Dataset entries:
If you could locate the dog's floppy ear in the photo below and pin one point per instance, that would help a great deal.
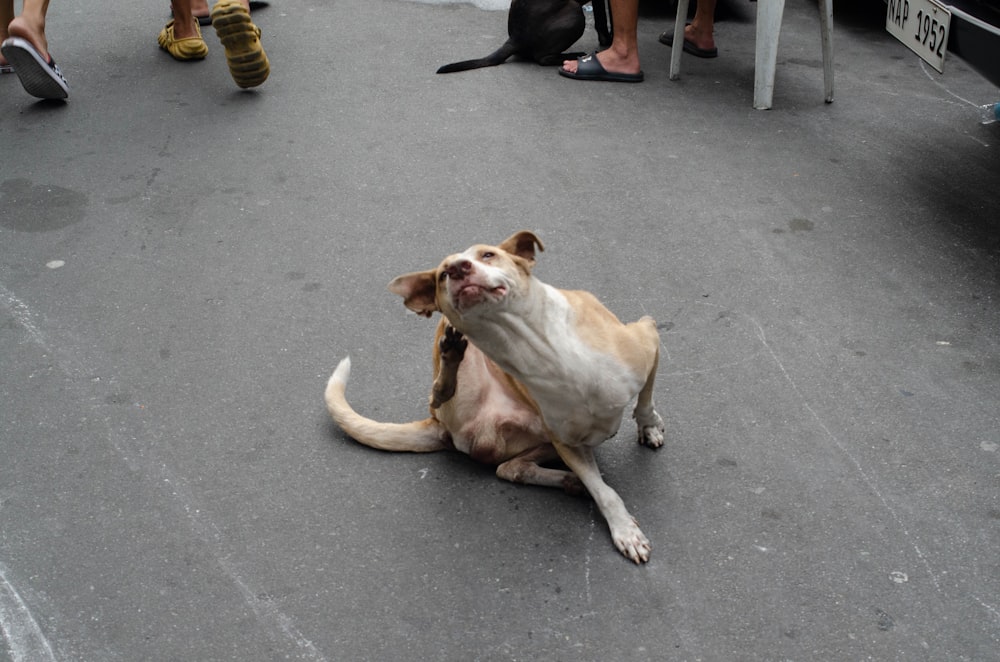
(418, 290)
(522, 244)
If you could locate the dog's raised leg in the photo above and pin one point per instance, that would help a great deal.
(526, 468)
(649, 422)
(625, 532)
(451, 351)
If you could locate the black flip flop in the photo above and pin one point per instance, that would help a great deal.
(589, 67)
(667, 38)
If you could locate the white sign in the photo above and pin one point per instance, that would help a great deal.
(922, 26)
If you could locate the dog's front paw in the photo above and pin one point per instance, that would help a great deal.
(452, 345)
(651, 432)
(631, 542)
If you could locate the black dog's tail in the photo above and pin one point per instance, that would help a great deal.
(499, 56)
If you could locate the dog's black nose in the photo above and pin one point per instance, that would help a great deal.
(458, 269)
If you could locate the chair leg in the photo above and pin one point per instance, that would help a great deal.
(769, 14)
(826, 25)
(678, 48)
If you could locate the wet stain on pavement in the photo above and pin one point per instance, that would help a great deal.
(28, 207)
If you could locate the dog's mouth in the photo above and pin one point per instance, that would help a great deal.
(471, 294)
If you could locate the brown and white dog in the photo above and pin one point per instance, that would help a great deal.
(563, 365)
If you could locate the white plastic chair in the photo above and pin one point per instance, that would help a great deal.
(769, 14)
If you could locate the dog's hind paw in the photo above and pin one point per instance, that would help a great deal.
(632, 543)
(651, 433)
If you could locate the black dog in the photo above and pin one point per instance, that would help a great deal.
(541, 30)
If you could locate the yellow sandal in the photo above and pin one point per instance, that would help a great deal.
(246, 58)
(189, 48)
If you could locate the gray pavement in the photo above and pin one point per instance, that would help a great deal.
(182, 264)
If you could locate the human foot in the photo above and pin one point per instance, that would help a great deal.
(31, 31)
(248, 63)
(609, 60)
(183, 40)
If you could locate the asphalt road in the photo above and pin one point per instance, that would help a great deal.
(182, 264)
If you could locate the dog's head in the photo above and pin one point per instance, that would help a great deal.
(464, 282)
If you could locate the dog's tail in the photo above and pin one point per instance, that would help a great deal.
(417, 437)
(499, 56)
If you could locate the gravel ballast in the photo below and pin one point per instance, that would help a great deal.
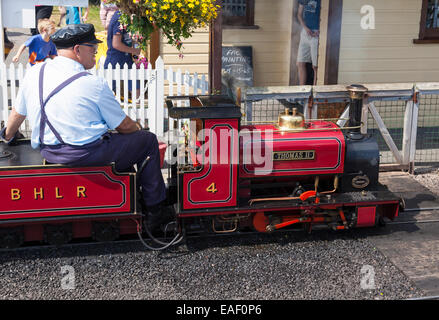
(283, 266)
(323, 265)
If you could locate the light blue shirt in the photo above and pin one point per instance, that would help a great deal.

Work request: Each entry above is to be restated exactly, without its images.

Task result:
If you could locate the dog's floppy ear in the photo below and pin one point per instance, that would help a great deal.
(418, 290)
(522, 244)
If you could locate the dog's raised leg in the photo above and pin one point per instance, that would help a great deal.
(526, 468)
(649, 422)
(625, 532)
(451, 351)
If you could locate the black flip flop in the photo above and pin one point per instance, that would help a great deal.
(589, 67)
(667, 38)
If you could locate the white sign in the photo above and pin one point per instance, that would help a great deal.
(922, 26)
If you could locate the dog's front paw in the photo above and pin one point per instance, that would help a great deal.
(452, 345)
(651, 432)
(631, 542)
If you could locate the black dog's tail in the photo above and pin one point per instance, that would help a great deal.
(499, 56)
If you could locate the dog's black nose in the photo above and pin one point per instance, that would help a great deal.
(458, 269)
If you could locate the chair leg in the photo above and pin one point per instance, that would help a great deal.
(769, 14)
(826, 25)
(678, 48)
If you could locate the wet stain on pavement in the photo above and pin one point per instance, that would help a great deal.
(28, 207)
If you could locate the dog's mouth in the photo above and pin one point per instance, that would help a great deal.
(471, 294)
If you could locate the brown and white dog in the photo above and pin one point per instance, that would help a great deal.
(563, 365)
If you could locate the white plastic chair in the photo above and pin one point per instance, that would help a great deal.
(769, 14)
If you could locate the dog's hind paw in the photo above and pin one point per instance, that would help a great deal.
(632, 543)
(651, 433)
If you could locate the black dog in the photo above and pin one point per instance, that would help a great deal.
(541, 30)
If you could locate the yellow sandal in the photo above and pin one point per instance, that would help a great deal.
(246, 58)
(189, 48)
If you could locate the gray pavement in the photo above and pin one point per instance, that would help a great deal.
(182, 264)
If you could locate the human foot in the photo above and pin one point per instance, that would help a great deal.
(31, 31)
(248, 63)
(609, 60)
(183, 40)
If you could locate the asphalt road in the photo above and pin one point per instance, that would help a great deal.
(182, 264)
If you could locate the dog's head in the photo above and pin one point per instance, that would help a great deal.
(464, 282)
If you could locate the dog's tail in the photo above and pin one point per instance, that would help a great deal.
(417, 437)
(499, 56)
If you could locate the gravel ballast in the photo below and pin one point per instance, that would help a great deal.
(283, 266)
(323, 265)
If you could locate the light blue shirt in the photo above and pin one point per instance, that would help a great deal.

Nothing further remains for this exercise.